> **Document**
Girl Power: Paul Feig calls Melissa McCarthy and Kristen Wiig for new take on ‘Ghostbusters’
An all-female Ghostbusters? Who you gonna call?
Ivan Reitman—who directed that classic comedy-spooktacular from an original screenplay by two of its title-players (Dan Aykroyd and Harold Ramis) and is currently co-producing with Aykroyd the reboot that bows July 15—called Paul Feig.
And why not? When it comes to directing female-driven vehicles, Feig is the latter-day George Cukor. And, considering that Bridesmaids, The Heat and Spy are all outlandish laugh-fests for the ladies, you could even call him a kooky Cukor.
Feig was in Budapest putting Melissa McCarthy through Spy 101 when the call from Reitman came to direct Ghostbusters 3. “I was very flattered because I was such a fan of his and of the original films,” Feig recalls, “but it was still a sequel script, and when I read it I got the feeling that a sequel this far afterwards wasn’t a good idea. The plotline it pursued was along the lines of a new team being taught by the old gang. I couldn’t find my way into it creatively, so I regretfully turned it down.”
But Sony Pictures’ Amy Pascal was not one to take a single no for an answer. She took Feig to lunch and re-popped the question. “She said, ‘Why don’t any of you comedy filmmakers want to do this? It’s a great franchise just sitting there.’ So, I told her why—that it was so famous and would be impossible to top, all of that—but she really did plant a seed in my head that Ghostbusters was a great idea going to waste.”
Truth to tell, that seed was planted a long time ago. When the original Ghostbusters premiered at the Mann Chinese Theatre in Hollywood in 1984, a 22-year-old Feig was in wide-eyed attendance—a susceptible film-school student seeing God.
“It was mind-blowing,” he remembers distinctively. “I’d never seen a comedy like that before. To have that kind of scope and stakes—just the idea of funny people fighting the paranormal with technology—it played so big! I’ve never heard an audience go so crazy in a theatre than when the Stay Puft Marshmallow Man first showed up. I remember thinking: God! If I could ever make a movie like this…”

> **Stored records**
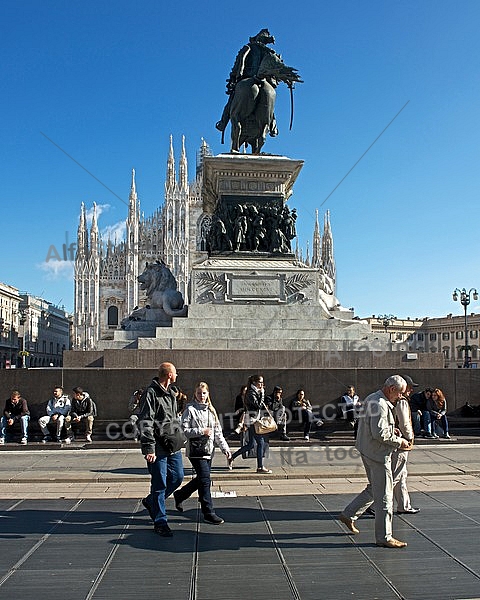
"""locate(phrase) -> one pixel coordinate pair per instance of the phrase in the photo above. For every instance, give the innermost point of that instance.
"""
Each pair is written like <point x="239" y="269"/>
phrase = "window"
<point x="112" y="316"/>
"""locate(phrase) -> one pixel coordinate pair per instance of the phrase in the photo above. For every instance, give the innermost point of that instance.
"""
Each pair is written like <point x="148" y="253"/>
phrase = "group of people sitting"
<point x="62" y="414"/>
<point x="428" y="409"/>
<point x="274" y="403"/>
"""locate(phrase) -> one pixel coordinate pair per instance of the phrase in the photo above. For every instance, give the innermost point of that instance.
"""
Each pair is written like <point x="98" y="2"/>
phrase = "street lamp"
<point x="465" y="301"/>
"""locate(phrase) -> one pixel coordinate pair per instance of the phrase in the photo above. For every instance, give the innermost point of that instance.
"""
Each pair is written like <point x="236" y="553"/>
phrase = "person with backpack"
<point x="83" y="410"/>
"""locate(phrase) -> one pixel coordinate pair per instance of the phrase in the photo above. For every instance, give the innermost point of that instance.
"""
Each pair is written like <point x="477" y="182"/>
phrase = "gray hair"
<point x="395" y="380"/>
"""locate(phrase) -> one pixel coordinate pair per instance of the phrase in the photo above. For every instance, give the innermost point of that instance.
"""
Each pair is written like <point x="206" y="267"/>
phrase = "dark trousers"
<point x="201" y="483"/>
<point x="307" y="420"/>
<point x="167" y="474"/>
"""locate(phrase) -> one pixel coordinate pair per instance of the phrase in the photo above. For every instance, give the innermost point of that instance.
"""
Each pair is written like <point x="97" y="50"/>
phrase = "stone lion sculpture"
<point x="164" y="300"/>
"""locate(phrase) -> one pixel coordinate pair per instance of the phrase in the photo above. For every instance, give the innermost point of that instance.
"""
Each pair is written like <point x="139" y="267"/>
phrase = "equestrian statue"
<point x="251" y="89"/>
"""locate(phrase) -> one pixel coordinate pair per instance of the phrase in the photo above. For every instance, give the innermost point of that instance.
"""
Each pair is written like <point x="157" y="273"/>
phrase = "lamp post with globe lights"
<point x="465" y="301"/>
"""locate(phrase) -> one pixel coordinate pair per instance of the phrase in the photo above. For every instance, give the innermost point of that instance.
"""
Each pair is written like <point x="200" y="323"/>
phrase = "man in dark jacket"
<point x="16" y="411"/>
<point x="162" y="439"/>
<point x="275" y="404"/>
<point x="82" y="411"/>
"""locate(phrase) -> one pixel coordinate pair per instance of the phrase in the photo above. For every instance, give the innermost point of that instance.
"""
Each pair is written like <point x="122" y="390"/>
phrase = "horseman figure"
<point x="251" y="88"/>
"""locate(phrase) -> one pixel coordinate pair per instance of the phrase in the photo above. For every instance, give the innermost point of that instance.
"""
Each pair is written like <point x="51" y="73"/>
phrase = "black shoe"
<point x="146" y="504"/>
<point x="178" y="503"/>
<point x="163" y="529"/>
<point x="213" y="519"/>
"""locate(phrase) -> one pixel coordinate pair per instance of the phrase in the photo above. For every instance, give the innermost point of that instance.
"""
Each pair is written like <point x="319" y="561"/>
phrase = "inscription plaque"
<point x="267" y="288"/>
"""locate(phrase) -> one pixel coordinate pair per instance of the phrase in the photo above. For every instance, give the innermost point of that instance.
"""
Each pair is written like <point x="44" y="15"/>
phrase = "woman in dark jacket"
<point x="254" y="400"/>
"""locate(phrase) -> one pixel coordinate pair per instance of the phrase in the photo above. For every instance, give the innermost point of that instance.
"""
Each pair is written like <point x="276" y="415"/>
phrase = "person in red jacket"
<point x="16" y="411"/>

> **Request 1**
Duplicate the passage of the Ghostbusters article starting with "But Sony Pictures’" and going on through "student seeing God.".
> **Request 2**
List every real person named in the Ghostbusters article.
> **Request 3**
Translate this sentence from the Ghostbusters article into Spanish: "Truth to tell, that seed was planted a long time ago."

> **Task response 1**
But Sony Pictures’ Amy Pascal was not one to take a single no for an answer. She took Feig to lunch and re-popped the question. “She said, ‘Why don’t any of you comedy filmmakers want to do this? It’s a great franchise just sitting there.’ So, I told her why—that it was so famous and would be impossible to top, all of that—but she really did plant a seed in my head that Ghostbusters was a great idea going to waste.”
Truth to tell, that seed was planted a long time ago. When the original Ghostbusters premiered at the Mann Chinese Theatre in Hollywood in 1984, a 22-year-old Feig was in wide-eyed attendance—a susceptible film-school student seeing God.

> **Task response 2**
Paul Feig
Melissa McCarthy
Kristen Wiig
Ivan Reitman
Dan Aykroyd
Harold Ramis
George Cukor
Amy Pascal

> **Task response 3**
A decir verdad, esa semilla se plantó hace mucho tiempo.